» **WHAT NEEDS TO BE DONE**
Copy every record word for word.

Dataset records
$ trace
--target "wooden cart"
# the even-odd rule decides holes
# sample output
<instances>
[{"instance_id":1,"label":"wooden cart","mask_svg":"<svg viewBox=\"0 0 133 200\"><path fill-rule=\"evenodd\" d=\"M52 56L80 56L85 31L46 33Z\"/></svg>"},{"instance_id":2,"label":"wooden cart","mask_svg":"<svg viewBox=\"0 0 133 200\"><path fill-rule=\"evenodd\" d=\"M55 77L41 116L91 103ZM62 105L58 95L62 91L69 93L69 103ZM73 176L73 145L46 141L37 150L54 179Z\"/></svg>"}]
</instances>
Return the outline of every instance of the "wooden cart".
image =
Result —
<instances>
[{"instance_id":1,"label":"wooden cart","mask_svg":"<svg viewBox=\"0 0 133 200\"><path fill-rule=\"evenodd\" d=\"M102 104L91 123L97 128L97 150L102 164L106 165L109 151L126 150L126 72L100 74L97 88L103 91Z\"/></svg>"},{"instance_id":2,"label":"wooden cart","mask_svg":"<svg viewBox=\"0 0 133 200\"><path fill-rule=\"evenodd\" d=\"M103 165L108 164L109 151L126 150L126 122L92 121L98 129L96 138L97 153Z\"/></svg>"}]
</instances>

» **SOLUTION TO THE EXERCISE**
$ trace
--target "wooden cart"
# the even-odd rule decides holes
# sample output
<instances>
[{"instance_id":1,"label":"wooden cart","mask_svg":"<svg viewBox=\"0 0 133 200\"><path fill-rule=\"evenodd\" d=\"M52 56L80 56L85 31L46 33Z\"/></svg>"},{"instance_id":2,"label":"wooden cart","mask_svg":"<svg viewBox=\"0 0 133 200\"><path fill-rule=\"evenodd\" d=\"M55 77L41 116L91 103ZM62 105L58 95L62 91L69 93L69 103ZM73 176L73 145L46 141L37 150L54 179Z\"/></svg>"}]
</instances>
Return the outline of every instance of the "wooden cart".
image =
Result —
<instances>
[{"instance_id":1,"label":"wooden cart","mask_svg":"<svg viewBox=\"0 0 133 200\"><path fill-rule=\"evenodd\" d=\"M102 104L91 123L97 128L97 150L102 164L106 165L109 151L126 150L126 72L100 74L97 88L103 91Z\"/></svg>"},{"instance_id":2,"label":"wooden cart","mask_svg":"<svg viewBox=\"0 0 133 200\"><path fill-rule=\"evenodd\" d=\"M103 165L108 164L109 151L126 150L126 122L92 121L98 129L96 138L97 153Z\"/></svg>"}]
</instances>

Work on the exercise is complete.